[Entries from a pointing dataset]

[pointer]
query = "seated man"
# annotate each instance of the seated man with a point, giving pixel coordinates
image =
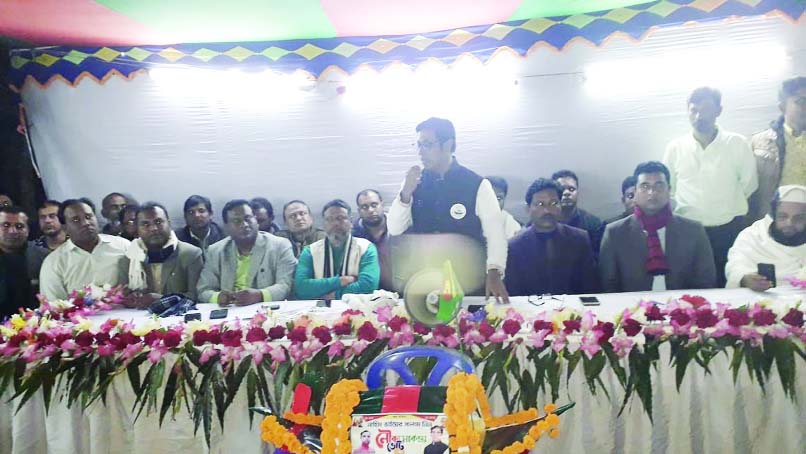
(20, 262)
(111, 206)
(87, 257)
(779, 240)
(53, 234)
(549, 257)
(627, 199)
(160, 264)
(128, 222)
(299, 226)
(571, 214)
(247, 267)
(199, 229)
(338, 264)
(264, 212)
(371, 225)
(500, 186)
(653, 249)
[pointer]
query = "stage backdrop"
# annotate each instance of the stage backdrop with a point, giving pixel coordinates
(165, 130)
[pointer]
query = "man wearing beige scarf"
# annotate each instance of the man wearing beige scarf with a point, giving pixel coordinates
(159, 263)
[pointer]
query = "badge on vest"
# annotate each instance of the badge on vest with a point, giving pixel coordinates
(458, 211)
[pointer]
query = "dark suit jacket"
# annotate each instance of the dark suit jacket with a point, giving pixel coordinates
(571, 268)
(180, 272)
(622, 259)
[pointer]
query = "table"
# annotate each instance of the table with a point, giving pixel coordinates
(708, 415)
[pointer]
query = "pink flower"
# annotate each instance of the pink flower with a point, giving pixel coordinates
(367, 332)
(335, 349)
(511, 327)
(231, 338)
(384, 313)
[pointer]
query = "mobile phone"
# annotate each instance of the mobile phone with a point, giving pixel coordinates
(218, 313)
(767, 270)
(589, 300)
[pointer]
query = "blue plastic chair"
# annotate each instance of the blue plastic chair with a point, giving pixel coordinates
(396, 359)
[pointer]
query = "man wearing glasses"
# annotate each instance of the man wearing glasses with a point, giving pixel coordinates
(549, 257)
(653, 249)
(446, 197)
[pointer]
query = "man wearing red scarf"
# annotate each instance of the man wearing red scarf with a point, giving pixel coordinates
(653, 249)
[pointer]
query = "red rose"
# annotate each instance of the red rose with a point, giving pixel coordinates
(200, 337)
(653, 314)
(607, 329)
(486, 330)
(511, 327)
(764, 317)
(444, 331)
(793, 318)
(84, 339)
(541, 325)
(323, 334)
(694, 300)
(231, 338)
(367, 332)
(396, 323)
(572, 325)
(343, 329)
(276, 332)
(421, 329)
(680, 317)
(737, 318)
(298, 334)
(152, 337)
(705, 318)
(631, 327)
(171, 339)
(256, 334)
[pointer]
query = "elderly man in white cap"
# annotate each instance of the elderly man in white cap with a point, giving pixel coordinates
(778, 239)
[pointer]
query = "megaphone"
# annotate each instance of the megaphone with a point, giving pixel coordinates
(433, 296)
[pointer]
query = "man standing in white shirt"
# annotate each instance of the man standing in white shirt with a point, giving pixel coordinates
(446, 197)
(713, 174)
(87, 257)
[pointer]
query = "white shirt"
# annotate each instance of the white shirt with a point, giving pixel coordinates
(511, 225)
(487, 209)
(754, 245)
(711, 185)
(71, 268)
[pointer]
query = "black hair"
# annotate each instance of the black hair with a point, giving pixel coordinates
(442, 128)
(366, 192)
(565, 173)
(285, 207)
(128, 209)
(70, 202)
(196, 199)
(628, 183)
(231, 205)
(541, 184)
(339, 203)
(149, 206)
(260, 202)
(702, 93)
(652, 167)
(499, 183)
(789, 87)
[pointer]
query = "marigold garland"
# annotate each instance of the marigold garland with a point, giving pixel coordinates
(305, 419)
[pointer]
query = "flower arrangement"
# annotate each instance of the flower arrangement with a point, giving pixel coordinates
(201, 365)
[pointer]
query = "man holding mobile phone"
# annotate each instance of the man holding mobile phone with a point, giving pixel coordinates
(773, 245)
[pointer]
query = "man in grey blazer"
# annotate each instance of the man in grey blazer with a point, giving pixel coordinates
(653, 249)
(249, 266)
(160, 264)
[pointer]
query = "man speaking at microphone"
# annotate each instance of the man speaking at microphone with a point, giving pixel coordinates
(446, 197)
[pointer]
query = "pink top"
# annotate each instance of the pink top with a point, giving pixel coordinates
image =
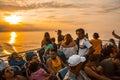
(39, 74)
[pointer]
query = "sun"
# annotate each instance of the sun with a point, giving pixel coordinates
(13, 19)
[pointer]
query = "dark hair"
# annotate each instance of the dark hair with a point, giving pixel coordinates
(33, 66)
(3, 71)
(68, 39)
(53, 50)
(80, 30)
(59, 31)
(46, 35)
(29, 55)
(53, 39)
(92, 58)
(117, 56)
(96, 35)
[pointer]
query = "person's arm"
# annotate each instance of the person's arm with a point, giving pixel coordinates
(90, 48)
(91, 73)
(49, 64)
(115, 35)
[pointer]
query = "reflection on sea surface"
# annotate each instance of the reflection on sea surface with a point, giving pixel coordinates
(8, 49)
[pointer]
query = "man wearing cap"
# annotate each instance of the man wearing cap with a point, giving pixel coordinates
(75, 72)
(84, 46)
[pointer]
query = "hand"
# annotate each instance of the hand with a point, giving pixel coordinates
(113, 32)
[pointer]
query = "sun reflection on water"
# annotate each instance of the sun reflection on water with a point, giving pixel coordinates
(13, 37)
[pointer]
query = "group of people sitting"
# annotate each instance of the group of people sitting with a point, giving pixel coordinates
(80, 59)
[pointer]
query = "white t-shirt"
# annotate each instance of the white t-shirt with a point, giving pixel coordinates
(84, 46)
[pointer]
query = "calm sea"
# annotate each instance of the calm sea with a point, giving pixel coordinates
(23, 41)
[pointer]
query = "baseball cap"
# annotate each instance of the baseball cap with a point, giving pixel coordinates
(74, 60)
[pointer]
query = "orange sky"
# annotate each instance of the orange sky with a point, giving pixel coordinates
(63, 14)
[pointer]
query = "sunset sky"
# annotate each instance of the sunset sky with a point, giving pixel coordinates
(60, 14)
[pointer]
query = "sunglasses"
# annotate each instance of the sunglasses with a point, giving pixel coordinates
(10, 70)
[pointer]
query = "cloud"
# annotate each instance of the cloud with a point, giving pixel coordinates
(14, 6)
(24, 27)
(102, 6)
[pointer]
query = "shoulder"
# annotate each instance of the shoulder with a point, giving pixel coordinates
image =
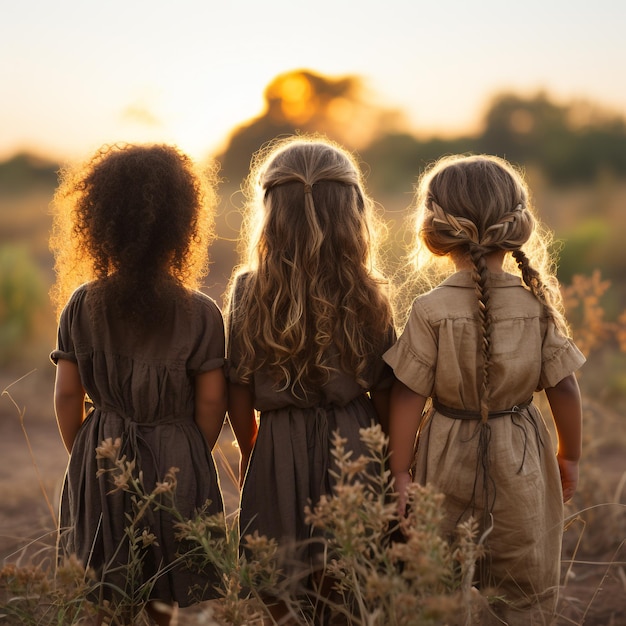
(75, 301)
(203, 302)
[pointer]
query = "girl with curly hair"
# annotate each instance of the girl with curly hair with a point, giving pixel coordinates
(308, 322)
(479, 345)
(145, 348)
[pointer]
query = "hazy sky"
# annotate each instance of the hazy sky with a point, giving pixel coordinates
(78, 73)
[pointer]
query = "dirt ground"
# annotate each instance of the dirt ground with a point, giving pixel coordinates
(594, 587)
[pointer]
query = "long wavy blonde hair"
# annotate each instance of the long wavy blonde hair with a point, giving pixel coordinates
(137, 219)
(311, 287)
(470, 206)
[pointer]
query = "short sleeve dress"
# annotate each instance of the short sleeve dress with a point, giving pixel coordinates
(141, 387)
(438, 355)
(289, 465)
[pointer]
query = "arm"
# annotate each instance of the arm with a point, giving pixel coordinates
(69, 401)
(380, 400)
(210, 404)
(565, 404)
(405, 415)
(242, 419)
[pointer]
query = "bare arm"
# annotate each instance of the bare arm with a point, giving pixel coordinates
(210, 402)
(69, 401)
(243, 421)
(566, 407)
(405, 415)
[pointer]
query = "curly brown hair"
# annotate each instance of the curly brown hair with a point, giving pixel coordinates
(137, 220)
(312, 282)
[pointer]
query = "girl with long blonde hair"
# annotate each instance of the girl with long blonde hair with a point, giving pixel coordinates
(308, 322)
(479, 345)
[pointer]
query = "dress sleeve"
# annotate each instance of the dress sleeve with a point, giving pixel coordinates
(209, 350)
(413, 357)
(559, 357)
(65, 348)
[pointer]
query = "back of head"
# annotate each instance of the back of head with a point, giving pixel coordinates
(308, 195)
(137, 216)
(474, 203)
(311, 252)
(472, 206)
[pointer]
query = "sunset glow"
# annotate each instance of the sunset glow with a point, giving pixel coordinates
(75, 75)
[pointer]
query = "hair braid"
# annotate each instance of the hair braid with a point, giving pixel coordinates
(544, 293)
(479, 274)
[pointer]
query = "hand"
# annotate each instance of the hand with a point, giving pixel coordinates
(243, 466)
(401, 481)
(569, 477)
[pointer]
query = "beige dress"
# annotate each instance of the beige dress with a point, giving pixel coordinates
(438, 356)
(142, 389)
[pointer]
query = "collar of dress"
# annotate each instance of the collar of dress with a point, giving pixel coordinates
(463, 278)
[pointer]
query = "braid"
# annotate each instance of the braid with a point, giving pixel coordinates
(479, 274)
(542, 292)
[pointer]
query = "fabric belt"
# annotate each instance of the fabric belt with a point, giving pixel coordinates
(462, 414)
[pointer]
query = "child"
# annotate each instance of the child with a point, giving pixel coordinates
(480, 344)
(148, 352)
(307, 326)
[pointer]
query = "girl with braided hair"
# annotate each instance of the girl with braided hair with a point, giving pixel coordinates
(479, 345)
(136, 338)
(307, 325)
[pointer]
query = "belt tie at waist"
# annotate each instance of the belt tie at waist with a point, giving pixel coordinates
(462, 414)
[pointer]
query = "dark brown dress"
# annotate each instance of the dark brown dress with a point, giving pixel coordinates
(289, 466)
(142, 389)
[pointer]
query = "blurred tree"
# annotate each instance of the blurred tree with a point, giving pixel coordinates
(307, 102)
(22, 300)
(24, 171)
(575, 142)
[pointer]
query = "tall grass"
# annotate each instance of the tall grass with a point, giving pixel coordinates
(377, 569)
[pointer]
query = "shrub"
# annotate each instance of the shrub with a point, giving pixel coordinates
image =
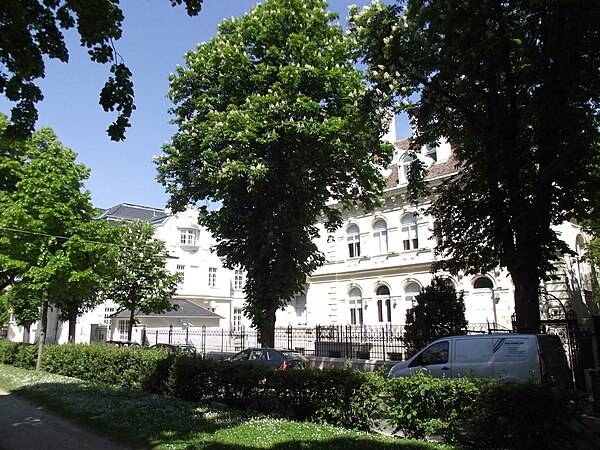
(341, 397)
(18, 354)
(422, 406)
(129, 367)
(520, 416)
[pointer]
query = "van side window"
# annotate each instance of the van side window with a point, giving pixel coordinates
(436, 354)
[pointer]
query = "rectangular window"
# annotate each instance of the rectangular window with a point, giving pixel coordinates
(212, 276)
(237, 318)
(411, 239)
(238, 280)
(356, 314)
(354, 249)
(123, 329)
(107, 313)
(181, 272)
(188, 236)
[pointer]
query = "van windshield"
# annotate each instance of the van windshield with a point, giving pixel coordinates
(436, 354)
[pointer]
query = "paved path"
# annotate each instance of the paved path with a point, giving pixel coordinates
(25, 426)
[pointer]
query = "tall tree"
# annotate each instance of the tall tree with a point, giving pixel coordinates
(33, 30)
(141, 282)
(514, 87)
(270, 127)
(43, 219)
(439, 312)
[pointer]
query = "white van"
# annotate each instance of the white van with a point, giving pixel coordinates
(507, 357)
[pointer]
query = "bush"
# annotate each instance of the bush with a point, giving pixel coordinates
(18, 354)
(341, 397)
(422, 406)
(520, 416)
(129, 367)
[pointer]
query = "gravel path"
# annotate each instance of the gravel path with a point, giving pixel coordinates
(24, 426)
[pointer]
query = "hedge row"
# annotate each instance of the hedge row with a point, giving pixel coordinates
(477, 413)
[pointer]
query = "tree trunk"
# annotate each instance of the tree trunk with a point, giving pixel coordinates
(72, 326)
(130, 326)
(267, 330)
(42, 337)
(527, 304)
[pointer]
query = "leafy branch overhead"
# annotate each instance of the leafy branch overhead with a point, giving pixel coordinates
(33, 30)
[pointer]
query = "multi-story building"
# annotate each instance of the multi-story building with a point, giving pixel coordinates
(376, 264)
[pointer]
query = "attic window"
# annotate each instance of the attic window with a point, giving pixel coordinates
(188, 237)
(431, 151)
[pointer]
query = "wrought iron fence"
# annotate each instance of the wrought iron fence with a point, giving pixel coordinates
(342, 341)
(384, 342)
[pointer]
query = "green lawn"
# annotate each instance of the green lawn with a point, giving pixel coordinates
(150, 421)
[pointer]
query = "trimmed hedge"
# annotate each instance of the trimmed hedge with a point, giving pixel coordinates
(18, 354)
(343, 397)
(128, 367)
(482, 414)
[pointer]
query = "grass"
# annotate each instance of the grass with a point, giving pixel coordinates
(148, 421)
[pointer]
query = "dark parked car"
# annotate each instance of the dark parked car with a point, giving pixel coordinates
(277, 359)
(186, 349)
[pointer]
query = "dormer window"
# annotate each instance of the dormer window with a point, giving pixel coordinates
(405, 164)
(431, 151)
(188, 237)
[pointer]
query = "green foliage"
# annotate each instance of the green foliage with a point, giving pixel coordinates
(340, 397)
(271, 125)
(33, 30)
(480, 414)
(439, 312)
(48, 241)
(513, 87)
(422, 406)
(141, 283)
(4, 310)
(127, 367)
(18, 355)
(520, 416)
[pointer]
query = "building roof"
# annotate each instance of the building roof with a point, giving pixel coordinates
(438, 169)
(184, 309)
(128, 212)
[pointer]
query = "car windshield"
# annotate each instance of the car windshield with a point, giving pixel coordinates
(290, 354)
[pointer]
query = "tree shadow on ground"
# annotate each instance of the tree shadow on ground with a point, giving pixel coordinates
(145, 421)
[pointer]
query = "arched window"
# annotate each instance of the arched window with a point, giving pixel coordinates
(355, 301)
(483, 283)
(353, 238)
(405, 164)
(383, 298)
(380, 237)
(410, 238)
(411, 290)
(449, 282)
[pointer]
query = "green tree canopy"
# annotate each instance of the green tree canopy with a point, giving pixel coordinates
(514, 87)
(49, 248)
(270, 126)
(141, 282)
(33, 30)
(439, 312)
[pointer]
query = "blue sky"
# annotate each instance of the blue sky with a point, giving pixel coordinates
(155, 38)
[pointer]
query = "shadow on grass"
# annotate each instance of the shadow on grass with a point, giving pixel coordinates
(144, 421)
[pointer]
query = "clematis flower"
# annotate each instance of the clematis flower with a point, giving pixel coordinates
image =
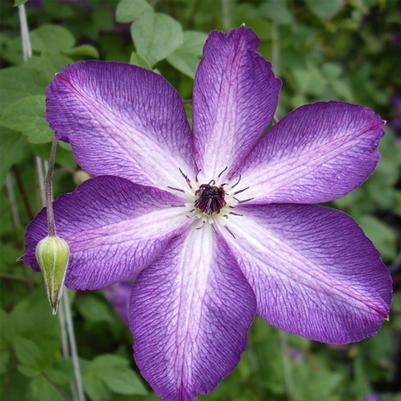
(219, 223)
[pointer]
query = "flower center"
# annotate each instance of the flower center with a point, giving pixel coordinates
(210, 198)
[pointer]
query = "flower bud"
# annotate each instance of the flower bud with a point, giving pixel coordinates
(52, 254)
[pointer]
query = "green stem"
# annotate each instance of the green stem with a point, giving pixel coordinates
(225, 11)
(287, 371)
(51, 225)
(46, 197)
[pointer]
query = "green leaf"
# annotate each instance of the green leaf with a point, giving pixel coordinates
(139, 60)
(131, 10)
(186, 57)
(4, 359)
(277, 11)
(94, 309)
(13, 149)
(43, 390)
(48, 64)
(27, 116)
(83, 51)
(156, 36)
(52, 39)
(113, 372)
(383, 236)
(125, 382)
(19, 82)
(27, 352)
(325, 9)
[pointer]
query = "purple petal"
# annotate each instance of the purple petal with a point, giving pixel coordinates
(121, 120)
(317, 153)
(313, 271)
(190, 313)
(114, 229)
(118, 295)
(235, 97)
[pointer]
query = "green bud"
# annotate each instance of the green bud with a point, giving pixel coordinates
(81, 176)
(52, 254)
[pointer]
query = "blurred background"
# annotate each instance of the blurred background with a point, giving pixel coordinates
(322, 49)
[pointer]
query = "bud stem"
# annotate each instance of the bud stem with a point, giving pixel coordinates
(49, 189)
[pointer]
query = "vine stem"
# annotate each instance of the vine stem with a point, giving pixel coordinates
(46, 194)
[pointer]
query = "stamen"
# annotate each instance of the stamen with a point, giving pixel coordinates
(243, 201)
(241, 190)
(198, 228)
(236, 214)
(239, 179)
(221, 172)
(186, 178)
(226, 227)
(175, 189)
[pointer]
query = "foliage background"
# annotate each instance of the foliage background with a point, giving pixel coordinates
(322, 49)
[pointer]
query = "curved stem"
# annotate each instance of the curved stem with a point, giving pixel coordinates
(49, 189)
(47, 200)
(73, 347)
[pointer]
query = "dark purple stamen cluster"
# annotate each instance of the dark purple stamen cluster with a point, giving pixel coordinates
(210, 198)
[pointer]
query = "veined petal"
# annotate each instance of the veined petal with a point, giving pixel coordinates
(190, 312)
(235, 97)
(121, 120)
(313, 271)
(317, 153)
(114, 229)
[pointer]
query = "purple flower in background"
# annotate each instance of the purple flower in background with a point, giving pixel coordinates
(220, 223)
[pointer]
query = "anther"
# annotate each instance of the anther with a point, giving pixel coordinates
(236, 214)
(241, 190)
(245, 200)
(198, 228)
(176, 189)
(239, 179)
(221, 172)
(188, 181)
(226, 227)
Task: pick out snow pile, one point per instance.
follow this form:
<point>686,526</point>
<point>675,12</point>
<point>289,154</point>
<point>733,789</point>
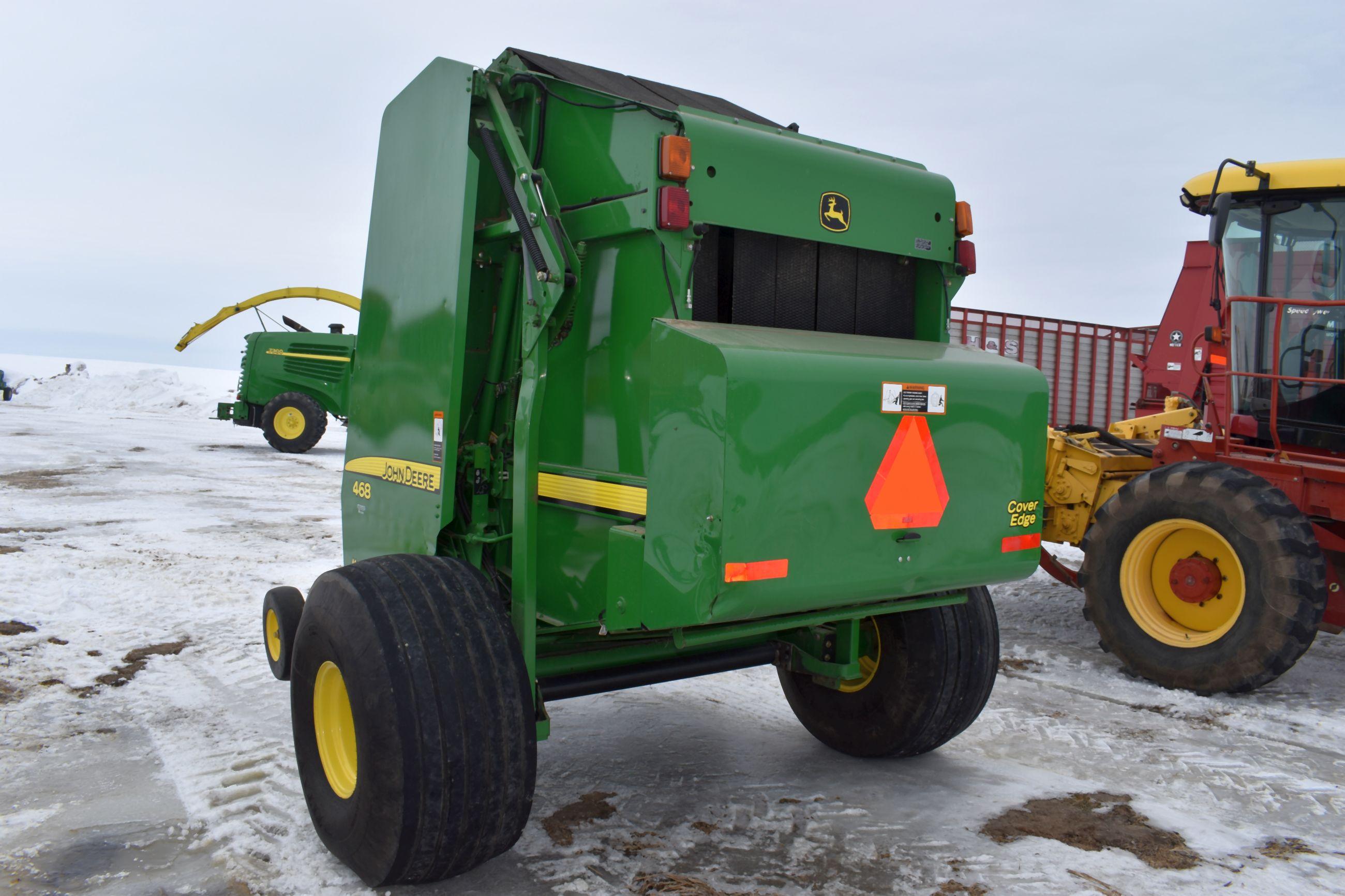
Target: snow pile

*YOUR OBJECTIVE*. Write out exactly, and nothing more than, the lines of the entries above from the line containing "Task: pick out" through the final line; omit any pictures.

*RESPONSE TO THE EXERCISE*.
Task: pick out snow pile, one point per instance.
follow this form:
<point>686,526</point>
<point>675,12</point>
<point>289,154</point>
<point>733,789</point>
Target: snow pile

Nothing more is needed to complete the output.